*Task*:
Please set out the records below as a numbered list, one line per item, leaving out any blank lines.
[BEGIN Data entries]
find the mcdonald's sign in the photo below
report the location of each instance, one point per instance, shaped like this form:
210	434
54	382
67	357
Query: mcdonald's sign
[END Data entries]
*Exercise solution*:
1. find the mcdonald's sign in the photo below
2. report the location of each instance, one point per instance, shaped like this form:
3. 210	434
4. 54	382
5. 67	357
6. Query: mcdonald's sign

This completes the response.